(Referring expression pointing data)
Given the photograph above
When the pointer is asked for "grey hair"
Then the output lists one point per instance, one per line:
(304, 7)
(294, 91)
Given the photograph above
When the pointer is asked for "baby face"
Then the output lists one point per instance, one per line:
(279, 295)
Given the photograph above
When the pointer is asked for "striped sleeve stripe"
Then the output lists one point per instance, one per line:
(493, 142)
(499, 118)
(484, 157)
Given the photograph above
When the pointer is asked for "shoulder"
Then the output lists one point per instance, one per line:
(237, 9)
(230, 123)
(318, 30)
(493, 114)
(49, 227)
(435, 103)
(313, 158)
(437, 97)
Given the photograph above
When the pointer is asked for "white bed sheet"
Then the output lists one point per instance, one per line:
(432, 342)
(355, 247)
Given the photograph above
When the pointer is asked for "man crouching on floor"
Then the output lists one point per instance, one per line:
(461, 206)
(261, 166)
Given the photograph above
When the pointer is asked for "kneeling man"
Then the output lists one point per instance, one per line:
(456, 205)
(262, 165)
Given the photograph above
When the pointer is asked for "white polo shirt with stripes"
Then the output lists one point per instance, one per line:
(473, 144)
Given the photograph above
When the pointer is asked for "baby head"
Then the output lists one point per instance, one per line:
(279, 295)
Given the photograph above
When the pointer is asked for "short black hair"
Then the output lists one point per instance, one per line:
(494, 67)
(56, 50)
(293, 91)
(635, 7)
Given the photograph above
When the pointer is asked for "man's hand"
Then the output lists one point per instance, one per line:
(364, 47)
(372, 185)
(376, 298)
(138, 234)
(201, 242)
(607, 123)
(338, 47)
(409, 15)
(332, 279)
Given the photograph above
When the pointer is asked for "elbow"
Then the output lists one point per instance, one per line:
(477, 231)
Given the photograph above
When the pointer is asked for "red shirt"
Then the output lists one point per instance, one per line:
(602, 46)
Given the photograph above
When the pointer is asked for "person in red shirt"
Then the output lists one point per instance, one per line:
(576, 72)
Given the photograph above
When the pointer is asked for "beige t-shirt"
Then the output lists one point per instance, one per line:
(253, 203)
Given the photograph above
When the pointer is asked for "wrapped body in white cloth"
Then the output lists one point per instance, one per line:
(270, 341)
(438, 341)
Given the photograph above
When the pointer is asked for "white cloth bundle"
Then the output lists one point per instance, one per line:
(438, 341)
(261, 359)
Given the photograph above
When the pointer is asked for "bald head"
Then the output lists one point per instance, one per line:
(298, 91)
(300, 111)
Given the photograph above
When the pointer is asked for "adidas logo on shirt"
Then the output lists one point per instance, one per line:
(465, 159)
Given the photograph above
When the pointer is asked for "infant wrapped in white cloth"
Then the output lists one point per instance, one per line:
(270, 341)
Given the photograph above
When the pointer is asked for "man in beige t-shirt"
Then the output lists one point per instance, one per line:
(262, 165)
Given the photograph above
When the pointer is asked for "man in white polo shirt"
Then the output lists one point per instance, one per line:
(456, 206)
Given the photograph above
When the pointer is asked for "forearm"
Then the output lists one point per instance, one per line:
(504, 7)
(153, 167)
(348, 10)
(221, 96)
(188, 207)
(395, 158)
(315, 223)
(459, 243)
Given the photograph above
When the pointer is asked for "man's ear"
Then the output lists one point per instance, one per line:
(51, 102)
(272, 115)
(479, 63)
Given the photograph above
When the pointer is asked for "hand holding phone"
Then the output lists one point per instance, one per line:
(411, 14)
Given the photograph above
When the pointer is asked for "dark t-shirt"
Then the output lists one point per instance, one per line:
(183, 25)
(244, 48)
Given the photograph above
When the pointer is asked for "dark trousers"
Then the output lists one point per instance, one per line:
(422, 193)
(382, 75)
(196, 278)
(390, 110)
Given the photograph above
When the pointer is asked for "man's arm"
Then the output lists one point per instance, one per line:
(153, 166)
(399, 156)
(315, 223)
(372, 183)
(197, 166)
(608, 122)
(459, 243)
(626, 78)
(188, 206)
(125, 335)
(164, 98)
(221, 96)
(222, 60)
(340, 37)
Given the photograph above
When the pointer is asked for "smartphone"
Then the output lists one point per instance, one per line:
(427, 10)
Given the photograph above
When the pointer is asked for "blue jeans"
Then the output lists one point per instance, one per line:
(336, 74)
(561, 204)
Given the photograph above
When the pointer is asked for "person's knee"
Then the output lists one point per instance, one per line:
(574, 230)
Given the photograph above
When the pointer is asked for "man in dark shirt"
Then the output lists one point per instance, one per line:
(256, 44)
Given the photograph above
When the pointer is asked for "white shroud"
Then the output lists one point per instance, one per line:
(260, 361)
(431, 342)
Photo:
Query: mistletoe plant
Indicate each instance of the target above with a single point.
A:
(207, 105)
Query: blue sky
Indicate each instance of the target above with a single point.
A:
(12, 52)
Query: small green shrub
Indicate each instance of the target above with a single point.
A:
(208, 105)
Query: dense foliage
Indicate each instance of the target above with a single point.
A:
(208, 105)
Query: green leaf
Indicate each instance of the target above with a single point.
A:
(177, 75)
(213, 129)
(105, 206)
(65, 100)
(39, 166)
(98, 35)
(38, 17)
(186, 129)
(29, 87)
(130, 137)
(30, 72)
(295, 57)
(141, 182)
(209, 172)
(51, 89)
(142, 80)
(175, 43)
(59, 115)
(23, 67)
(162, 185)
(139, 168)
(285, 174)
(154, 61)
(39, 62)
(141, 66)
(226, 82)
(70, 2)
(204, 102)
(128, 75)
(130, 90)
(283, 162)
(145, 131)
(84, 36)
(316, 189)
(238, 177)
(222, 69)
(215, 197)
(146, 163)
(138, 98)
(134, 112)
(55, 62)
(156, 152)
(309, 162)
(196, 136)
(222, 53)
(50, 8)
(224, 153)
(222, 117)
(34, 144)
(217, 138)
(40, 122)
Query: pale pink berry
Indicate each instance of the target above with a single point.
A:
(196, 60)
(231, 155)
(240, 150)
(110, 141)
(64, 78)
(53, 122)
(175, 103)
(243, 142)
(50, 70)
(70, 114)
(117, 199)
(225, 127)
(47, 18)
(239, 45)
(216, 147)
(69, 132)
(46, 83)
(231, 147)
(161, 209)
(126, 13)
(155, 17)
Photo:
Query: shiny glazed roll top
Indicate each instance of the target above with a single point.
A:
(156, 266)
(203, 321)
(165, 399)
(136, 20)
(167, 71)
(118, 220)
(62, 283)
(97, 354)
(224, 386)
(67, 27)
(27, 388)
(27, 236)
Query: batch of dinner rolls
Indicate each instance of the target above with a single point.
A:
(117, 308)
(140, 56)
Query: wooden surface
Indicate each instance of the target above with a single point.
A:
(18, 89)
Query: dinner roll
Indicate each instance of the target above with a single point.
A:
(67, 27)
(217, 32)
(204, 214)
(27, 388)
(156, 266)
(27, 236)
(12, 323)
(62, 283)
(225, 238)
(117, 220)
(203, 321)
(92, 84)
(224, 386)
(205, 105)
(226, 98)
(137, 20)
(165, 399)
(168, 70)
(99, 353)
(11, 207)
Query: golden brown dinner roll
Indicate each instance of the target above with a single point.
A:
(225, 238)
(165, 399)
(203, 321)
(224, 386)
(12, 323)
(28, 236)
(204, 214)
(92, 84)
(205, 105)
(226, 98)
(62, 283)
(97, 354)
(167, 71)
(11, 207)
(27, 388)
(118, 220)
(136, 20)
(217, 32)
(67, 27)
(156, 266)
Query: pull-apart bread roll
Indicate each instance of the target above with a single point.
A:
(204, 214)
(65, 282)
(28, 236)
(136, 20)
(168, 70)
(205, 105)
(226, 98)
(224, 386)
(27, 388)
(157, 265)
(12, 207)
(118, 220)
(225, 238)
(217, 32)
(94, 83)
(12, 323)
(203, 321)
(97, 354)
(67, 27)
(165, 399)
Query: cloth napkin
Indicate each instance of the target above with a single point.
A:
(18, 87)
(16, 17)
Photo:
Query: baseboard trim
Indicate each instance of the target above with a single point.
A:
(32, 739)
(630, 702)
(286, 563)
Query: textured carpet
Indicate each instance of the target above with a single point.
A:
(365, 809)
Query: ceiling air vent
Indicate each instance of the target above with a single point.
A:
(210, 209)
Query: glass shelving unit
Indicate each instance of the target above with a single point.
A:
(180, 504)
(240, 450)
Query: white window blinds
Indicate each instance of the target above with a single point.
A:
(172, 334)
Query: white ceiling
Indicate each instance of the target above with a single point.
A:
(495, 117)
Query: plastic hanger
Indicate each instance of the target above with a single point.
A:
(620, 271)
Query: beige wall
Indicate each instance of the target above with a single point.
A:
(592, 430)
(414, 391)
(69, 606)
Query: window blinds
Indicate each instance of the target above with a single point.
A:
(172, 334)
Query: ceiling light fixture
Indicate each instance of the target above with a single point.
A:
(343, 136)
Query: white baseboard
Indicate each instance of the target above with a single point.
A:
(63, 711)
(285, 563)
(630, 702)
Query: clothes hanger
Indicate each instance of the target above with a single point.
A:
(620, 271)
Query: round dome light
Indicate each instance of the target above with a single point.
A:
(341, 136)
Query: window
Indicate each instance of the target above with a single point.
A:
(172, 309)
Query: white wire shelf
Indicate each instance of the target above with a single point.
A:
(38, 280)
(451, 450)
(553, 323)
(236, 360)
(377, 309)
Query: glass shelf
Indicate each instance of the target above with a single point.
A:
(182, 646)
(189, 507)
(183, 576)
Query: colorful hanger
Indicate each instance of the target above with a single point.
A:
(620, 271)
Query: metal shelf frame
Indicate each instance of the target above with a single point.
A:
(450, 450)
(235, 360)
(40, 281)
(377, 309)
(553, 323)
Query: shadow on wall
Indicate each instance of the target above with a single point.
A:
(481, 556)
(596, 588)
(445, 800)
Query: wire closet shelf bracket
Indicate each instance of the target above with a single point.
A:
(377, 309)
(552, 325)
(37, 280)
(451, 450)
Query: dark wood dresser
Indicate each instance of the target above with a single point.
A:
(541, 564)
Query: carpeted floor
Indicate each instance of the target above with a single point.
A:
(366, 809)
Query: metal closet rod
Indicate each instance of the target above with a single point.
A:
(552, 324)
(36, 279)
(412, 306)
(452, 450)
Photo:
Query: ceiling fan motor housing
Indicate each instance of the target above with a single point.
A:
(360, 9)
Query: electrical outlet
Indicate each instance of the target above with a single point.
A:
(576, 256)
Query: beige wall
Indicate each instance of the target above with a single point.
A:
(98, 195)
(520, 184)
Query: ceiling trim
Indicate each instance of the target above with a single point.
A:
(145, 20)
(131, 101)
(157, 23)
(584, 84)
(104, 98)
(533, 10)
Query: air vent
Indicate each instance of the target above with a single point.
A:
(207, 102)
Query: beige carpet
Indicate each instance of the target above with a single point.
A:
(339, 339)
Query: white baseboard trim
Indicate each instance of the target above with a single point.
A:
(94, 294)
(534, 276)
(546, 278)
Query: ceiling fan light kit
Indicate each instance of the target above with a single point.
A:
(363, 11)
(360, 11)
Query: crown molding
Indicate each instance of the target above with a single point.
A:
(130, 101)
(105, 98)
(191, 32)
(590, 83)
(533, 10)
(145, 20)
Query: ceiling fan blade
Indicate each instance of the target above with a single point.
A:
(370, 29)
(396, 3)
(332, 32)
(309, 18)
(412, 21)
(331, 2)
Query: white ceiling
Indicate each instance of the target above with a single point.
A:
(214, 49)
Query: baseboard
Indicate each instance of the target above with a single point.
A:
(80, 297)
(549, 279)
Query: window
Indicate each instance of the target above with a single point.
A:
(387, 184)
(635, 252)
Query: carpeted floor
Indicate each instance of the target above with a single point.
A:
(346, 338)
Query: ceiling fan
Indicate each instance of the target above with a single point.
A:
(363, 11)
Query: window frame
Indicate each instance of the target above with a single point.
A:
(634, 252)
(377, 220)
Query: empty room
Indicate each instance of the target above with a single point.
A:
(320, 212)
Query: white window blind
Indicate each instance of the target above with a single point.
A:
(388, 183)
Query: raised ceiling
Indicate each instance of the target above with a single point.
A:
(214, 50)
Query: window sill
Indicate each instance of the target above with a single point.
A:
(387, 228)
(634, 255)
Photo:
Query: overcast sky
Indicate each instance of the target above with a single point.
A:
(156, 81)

### Task to complete
From the data above, report how many lines include the string "ceiling". The number alone will do.

### Answer box
10